* [Your objective]: Copy out all of the material below, switching each "visible part" to "visible area" and leaving everything else unchanged.

* [Supplied material]:
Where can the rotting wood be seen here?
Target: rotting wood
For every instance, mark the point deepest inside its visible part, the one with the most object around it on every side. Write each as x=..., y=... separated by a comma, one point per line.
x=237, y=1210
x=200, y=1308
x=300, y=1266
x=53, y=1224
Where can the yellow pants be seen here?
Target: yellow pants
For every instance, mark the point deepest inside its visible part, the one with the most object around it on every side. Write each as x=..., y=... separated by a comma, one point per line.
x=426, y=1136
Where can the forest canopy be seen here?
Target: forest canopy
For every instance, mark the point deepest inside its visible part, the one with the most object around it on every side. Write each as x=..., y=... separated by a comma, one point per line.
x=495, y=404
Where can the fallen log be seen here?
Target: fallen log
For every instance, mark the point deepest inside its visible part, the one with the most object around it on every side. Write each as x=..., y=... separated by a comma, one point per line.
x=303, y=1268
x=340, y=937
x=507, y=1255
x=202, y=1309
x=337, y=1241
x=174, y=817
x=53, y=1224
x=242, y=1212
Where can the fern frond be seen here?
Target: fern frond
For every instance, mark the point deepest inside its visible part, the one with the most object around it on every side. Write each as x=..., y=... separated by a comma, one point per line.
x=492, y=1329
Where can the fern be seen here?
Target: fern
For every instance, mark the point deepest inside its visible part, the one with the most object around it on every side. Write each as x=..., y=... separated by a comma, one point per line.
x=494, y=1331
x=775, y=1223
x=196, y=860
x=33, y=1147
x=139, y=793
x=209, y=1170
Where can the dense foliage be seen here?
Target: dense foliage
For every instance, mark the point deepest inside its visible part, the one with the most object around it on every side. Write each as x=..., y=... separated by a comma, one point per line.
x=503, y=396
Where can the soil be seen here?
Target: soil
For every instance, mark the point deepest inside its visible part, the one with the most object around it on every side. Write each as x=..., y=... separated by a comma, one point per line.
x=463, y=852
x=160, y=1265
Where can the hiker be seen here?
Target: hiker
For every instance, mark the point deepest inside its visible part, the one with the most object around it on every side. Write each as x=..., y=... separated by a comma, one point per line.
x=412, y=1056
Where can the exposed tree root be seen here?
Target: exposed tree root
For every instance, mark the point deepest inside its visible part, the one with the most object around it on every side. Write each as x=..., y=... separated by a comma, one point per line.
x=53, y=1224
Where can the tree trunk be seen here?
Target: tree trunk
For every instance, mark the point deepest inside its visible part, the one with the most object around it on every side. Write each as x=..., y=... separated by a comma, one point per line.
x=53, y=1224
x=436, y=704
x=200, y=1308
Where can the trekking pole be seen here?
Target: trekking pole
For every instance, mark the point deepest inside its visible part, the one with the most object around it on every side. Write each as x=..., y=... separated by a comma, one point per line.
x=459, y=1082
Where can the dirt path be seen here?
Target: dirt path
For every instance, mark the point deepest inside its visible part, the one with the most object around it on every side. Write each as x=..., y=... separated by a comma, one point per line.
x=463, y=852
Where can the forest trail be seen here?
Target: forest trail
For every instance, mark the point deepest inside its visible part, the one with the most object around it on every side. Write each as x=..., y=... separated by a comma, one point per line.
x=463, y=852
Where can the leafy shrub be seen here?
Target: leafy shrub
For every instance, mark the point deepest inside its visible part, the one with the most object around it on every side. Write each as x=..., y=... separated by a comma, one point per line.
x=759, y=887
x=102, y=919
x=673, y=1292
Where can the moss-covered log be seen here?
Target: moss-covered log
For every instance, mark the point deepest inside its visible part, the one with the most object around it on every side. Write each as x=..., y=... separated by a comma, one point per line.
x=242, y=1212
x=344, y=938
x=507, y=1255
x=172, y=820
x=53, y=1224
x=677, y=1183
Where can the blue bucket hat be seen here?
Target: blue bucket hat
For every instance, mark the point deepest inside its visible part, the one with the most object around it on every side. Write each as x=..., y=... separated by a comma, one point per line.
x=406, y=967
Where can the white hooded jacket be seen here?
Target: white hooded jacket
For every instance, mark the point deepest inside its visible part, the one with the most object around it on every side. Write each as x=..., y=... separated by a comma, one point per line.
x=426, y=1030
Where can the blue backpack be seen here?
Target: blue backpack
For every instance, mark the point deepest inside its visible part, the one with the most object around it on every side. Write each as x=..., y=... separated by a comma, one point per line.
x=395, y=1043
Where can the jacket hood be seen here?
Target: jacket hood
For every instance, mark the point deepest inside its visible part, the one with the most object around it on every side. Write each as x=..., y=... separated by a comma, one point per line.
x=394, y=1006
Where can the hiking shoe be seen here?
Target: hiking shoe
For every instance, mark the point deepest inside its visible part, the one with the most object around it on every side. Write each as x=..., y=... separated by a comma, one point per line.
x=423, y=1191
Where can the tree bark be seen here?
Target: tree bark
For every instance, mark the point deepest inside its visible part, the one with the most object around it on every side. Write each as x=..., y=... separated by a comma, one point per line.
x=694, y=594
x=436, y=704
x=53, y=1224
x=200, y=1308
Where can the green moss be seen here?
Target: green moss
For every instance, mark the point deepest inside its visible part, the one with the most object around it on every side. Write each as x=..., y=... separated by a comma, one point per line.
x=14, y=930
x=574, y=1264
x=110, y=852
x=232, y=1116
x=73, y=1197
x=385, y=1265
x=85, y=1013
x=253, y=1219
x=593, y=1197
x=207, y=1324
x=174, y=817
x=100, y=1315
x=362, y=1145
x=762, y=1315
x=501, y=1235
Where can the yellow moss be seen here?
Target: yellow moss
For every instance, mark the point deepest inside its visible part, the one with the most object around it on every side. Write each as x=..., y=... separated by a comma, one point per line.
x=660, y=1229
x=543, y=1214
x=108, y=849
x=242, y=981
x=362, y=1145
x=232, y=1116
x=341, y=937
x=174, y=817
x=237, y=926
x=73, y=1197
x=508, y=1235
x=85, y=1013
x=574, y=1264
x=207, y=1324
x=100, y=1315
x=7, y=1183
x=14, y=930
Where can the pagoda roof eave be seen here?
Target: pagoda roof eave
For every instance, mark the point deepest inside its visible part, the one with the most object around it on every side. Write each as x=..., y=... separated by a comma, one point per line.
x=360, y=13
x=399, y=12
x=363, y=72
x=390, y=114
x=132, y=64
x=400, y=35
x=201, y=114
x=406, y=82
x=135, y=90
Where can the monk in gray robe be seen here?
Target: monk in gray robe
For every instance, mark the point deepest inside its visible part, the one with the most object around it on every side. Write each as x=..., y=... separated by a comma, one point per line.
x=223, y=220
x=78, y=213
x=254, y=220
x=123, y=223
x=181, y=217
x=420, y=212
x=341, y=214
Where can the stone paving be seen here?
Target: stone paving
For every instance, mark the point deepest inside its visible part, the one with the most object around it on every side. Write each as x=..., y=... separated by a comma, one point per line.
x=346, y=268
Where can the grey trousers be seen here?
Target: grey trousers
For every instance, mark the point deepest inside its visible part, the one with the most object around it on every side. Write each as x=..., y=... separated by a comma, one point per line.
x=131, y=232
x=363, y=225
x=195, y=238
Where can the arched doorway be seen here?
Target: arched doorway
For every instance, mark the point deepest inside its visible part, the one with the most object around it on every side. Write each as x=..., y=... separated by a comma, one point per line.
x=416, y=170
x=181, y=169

* [Output]:
Where can the rotting wood be seen here?
Target: rotting wood
For every instance, mark the point deepest inside its visible area, the one with the most object around it on every side. Write each as x=..., y=... separated by a comma, one point per line.
x=237, y=1210
x=200, y=1308
x=300, y=1266
x=53, y=1224
Where can the yellow pants be seen here?
Target: yellow pants
For every instance, mark the point deepest inside its visible area, the one with the most object around it on every side. Write each as x=..., y=... separated by a comma, one point per line.
x=426, y=1136
Where can the forest canopy be seen here?
Target: forest canopy
For every instance, mark the point deepest inside its visible area, the one with the most object around it on every side. Write each as x=..., y=... separated by a comma, one point per line.
x=495, y=404
Where can the fallen log be seen here?
Target: fallen log
For every instance, mark the point deepest inside its visible area, the one with the most object around it on every side. Write each as x=..., y=... separated by a comma, one point per line.
x=303, y=1268
x=340, y=937
x=507, y=1255
x=202, y=1309
x=337, y=1241
x=174, y=817
x=53, y=1224
x=242, y=1212
Where can the fern frond be seen here?
Target: fern frond
For every instance, mark the point deepest inside its visible area, the one with the most object around it on every side. Write each as x=..., y=... separated by a comma, one point per line.
x=492, y=1329
Where can the fern be seen here?
Target: fern
For every instance, mark the point deepest inside its visible area, the one with the most object around it on every side. Write each as x=..., y=... separated by a comma, one point per line.
x=494, y=1331
x=775, y=1223
x=196, y=860
x=33, y=1147
x=139, y=793
x=209, y=1170
Where can the dense foliage be seen here?
Target: dense foliage
For every instance, mark the point deepest inside its visible area, the one with the most object around it on every side. Write each as x=..., y=... separated by a comma, one point per line.
x=503, y=396
Where can the soil be seen here?
Target: soil
For every instance, mark the point deepest inside its visible area, the one with the most object around it on every side. Write each as x=..., y=... separated by a comma, one point per line.
x=463, y=852
x=160, y=1265
Where can the hiker be seen here?
Target: hiker
For every instance, mark the point deepest inside its visible area, the one with the most object around it on every side. Write each as x=..., y=... separated by a comma, one point per line.
x=412, y=1056
Where can the exposed tree root be seen here?
Target: exposed tree root
For every instance, mark the point deepest inside its visible area, the one with the most object around it on every side. Write each as x=..., y=... separated by a comma, one point per line.
x=53, y=1224
Where can the tree trunk be seen here?
Target: tree trunk
For every instance, mark the point deepest inside its visible area, the one with the most object around it on every side. Write each as x=..., y=... separated by a comma, one point per line.
x=53, y=1224
x=436, y=704
x=200, y=1308
Where can the trekking pole be seen here?
Target: trekking pole
For every instance, mark the point deepest inside its visible area, the one with the most object around it on every side. Write each as x=..., y=... separated by a comma, one point per line.
x=459, y=1082
Where can the dirt path be seen here?
Target: dirt path
For every instance, mark the point deepest inside its visible area, the one with the most object around it on every side. Write each as x=..., y=... separated by a comma, one point per line.
x=463, y=852
Where can the forest trail be seen here?
Target: forest trail
For every instance, mark the point deepest inside its visible area, the one with the most object around it on every side. Write each as x=..., y=... separated by a comma, one point per line.
x=463, y=852
Where can the leafy shrub be seen here?
Target: leafy shrub
For every instance, mark the point deepest inside its visible area, the one with the most object around it on every side. Write each as x=..., y=... separated by a comma, one point per line.
x=759, y=887
x=102, y=919
x=673, y=1292
Where can the moss-covered log be seen here?
Target: moss-covered log
For every instance, mark the point deepest inside its visible area, the one with the most object around it on every side. Write each as x=..., y=... separated by a comma, one point per line.
x=242, y=1212
x=344, y=938
x=507, y=1255
x=172, y=820
x=53, y=1224
x=677, y=1183
Where can the blue bucket hat be seen here?
Target: blue bucket hat
For every instance, mark the point deepest inside its visible area, the one with the most object around it on every side. Write each as x=..., y=... separated by a comma, one point per line.
x=406, y=967
Where can the white hooded jacket be seen here?
Target: white hooded jacket
For every instance, mark the point deepest inside its visible area, the one with the most object around it on every side. Write each as x=..., y=... separated by a comma, one point per line.
x=426, y=1030
Where can the blue backpack be seen here?
Target: blue backpack
For every instance, mark the point deepest inside its visible area, the one with the most object around it on every side. Write each as x=..., y=... separated by a comma, one point per line.
x=395, y=1043
Where can the jacket hood be seen here?
Target: jacket hood
For every instance, mark the point deepest inside its visible area, the one with the most object around it on every side. Write each as x=..., y=... separated by a comma, one point per line.
x=394, y=1006
Where can the hiking shoe be seen here?
Target: hiking shoe
For every instance, mark the point deepest inside its visible area, the one with the most object around it on every side. Write each as x=..., y=... separated by a comma, one point per line.
x=423, y=1191
Where can the tree bark be seen here?
Target: tree bark
For every instance, mark the point deepest inside its visible area, the one with the most object around it on every side. Write each as x=..., y=... separated by a comma, one point per line.
x=694, y=594
x=436, y=704
x=53, y=1224
x=200, y=1308
Where can the green moss be seen here?
Target: green moss
For every instance, mark the point deepest inside its visible area, the one with the most object around it on every side. Write each as x=..., y=... separated by a comma, one point per line.
x=14, y=930
x=574, y=1264
x=110, y=852
x=232, y=1116
x=73, y=1197
x=385, y=1265
x=85, y=1013
x=253, y=1219
x=593, y=1197
x=207, y=1324
x=174, y=817
x=100, y=1315
x=362, y=1145
x=762, y=1315
x=501, y=1235
Where can the yellow moss be seen here?
Target: yellow moss
For every instance, mark the point deepest inside its visible area, the one with the most object around it on every side. Write each as x=..., y=... separated by a comma, one point per line.
x=660, y=1229
x=543, y=1214
x=108, y=849
x=242, y=981
x=362, y=1145
x=232, y=1116
x=341, y=937
x=174, y=817
x=237, y=926
x=73, y=1197
x=508, y=1235
x=85, y=1013
x=574, y=1264
x=207, y=1324
x=100, y=1315
x=7, y=1183
x=14, y=930
Where can the pagoda roof eave be seen here?
Target: pagoda roof eave
For every instance, mark the point deepest inside its visible area, the one with the most object around it on every side. Write each as x=..., y=... separated by a comma, one point per line.
x=360, y=13
x=399, y=12
x=363, y=72
x=390, y=114
x=132, y=64
x=400, y=35
x=201, y=114
x=406, y=82
x=135, y=90
Where can the monk in gray robe be seen here?
Target: monk in gray robe
For every instance, mark the point deepest inside its visible area, the one with the most object around it on every side. Write each as x=..., y=... separated by a comma, one point per line.
x=223, y=220
x=78, y=213
x=254, y=220
x=123, y=223
x=181, y=217
x=420, y=212
x=341, y=214
Where can the stone paving be seen here?
Target: stone paving
For every instance, mark the point deepest inside its visible area, the one with the most object around it on every side. Write each as x=..., y=... separated by a comma, one point per line.
x=346, y=268
Where can the grey trousers be seen here?
Target: grey trousers
For every instance, mark the point deepest inside its visible area, the one with the most object around it on every side. Write each as x=..., y=... separated by a comma, one point per line.
x=131, y=232
x=363, y=225
x=195, y=238
Where can the arched doorway be seen here?
Target: arched doorway
For every instance, mark the point deepest inside its visible area, the one with the most object around it on every side. Write each as x=..., y=... separated by a comma, one point per line.
x=416, y=170
x=181, y=169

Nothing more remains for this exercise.